Problem to solve:
In the records below, take the line containing "rough mask: <svg" and reproduce it and every subsequent line exactly, adding nothing.

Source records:
::::

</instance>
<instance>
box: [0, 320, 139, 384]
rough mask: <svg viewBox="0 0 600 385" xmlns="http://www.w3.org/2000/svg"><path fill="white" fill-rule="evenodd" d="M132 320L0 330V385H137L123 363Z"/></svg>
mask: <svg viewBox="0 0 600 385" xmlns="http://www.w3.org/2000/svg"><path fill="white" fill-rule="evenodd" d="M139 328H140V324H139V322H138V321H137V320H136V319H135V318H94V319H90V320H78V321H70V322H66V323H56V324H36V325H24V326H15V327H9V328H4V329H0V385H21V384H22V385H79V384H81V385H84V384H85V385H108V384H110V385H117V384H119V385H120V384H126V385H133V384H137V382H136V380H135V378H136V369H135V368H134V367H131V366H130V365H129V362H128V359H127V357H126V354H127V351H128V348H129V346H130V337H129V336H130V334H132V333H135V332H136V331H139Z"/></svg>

::::

Task output:
rough mask: <svg viewBox="0 0 600 385" xmlns="http://www.w3.org/2000/svg"><path fill="white" fill-rule="evenodd" d="M132 320L0 330V385H137L123 363Z"/></svg>
mask: <svg viewBox="0 0 600 385" xmlns="http://www.w3.org/2000/svg"><path fill="white" fill-rule="evenodd" d="M139 328H140V324H139V322H138V321H137V320H136V319H135V318H94V319H90V320H78V321H70V322H66V323H56V324H36V325H24V326H15V327H9V328H4V329H0V385H21V384H22V385H79V384H81V385H84V384H85V385H108V384H110V385H117V384H119V385H120V384H126V385H133V384H137V382H136V380H135V378H136V369H135V368H134V367H131V366H130V365H129V362H128V359H127V357H126V354H127V351H128V348H129V346H130V337H129V336H130V334H132V333H135V332H136V331H139Z"/></svg>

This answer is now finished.